Object location annotation data
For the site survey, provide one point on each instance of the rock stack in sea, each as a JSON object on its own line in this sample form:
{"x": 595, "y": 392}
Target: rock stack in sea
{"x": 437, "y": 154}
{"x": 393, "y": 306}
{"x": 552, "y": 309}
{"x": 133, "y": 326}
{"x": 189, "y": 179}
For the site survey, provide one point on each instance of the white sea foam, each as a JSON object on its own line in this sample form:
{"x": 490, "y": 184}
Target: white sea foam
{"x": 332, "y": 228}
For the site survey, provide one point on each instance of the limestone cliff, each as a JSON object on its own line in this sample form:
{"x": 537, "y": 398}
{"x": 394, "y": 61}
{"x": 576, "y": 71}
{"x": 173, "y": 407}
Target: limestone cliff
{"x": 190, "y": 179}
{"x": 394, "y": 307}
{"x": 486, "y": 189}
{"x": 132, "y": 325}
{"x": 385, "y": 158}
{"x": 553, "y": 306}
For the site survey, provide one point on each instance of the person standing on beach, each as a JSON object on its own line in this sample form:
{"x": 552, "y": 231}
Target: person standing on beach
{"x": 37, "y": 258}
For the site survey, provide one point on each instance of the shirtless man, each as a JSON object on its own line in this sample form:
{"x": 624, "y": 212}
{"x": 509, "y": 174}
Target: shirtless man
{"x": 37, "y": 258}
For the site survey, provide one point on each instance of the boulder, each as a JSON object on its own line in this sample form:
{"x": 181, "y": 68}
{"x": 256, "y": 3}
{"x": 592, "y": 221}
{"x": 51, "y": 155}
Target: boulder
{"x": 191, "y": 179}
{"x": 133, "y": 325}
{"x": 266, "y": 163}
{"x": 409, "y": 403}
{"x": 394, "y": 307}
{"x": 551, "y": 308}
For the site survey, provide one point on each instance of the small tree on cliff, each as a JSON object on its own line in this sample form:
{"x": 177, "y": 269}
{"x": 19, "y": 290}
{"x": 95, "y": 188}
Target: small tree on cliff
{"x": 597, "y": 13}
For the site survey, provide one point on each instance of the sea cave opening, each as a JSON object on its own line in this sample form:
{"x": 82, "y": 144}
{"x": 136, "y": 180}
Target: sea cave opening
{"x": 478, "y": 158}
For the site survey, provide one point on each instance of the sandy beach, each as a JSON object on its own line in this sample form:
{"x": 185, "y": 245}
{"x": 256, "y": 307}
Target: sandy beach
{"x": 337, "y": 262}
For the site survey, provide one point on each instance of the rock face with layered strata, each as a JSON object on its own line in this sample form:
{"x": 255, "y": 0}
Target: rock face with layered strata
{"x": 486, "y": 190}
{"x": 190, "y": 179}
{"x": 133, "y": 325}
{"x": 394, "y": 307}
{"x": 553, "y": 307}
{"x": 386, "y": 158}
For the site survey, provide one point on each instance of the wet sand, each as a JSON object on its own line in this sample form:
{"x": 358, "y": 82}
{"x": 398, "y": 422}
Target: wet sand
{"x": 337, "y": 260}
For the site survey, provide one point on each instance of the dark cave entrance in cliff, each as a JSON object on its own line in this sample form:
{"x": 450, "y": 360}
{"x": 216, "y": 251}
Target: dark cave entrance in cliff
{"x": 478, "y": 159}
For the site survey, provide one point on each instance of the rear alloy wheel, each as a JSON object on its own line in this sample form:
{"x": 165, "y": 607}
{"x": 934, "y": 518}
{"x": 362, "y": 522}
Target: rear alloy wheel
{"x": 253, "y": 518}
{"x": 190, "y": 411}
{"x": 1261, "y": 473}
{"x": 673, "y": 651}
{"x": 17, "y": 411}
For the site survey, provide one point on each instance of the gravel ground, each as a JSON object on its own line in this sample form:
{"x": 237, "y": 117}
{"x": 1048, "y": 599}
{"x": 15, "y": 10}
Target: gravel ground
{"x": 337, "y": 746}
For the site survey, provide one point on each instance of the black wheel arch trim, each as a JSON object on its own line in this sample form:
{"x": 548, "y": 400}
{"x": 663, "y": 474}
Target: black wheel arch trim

(Your instructions):
Repeat exactly the lines from the line containing "the sea cave" through the end of the listing above; both boundary lines are part of the output.

(The answer):
For the site survey, provide one point on each instance of the sea cave opening, each as a JSON object on its own line in this sample form:
{"x": 82, "y": 144}
{"x": 136, "y": 180}
Target: sea cave opening
{"x": 478, "y": 158}
For the site survey, provide one point on each instance of the sandy beach, each as a JSON object on its own line in this sample form:
{"x": 185, "y": 245}
{"x": 256, "y": 307}
Target: sandy beach
{"x": 337, "y": 262}
For the site survey, provide one point on each instance of the rock face with layered strata, each as a JSON object on its own line in this sample form:
{"x": 255, "y": 0}
Target: rock face with layered strata
{"x": 486, "y": 190}
{"x": 190, "y": 179}
{"x": 133, "y": 325}
{"x": 394, "y": 307}
{"x": 553, "y": 307}
{"x": 386, "y": 158}
For the site survey, provide one point on each instance of the wet sand, each as a JSON object on its own line in this sample form:
{"x": 358, "y": 82}
{"x": 398, "y": 422}
Target: wet sand
{"x": 337, "y": 260}
For the site survey, provide one point on each instance of the dark cave entrance in cliff, each as a JSON object on its own line in this sample form:
{"x": 450, "y": 360}
{"x": 216, "y": 251}
Target: dark cave entrance in cliff
{"x": 478, "y": 159}
For the site survey, provide one point on each instance of the rear alloy wheel, each as a JSON object on its own line in this sample form:
{"x": 165, "y": 607}
{"x": 934, "y": 518}
{"x": 362, "y": 522}
Target: rear alloy wheel
{"x": 253, "y": 518}
{"x": 190, "y": 411}
{"x": 1261, "y": 473}
{"x": 673, "y": 651}
{"x": 17, "y": 411}
For the site survey, provide one point on each instance of the gravel ground, each as a JSON object on its own line in this sample form:
{"x": 237, "y": 117}
{"x": 1048, "y": 599}
{"x": 15, "y": 10}
Target: gravel ground
{"x": 337, "y": 746}
For the site survey, provide one point on each instance of the black wheel arch trim, each as a JSON object on its own line in this sample form:
{"x": 548, "y": 400}
{"x": 663, "y": 474}
Target: black wheel arch trim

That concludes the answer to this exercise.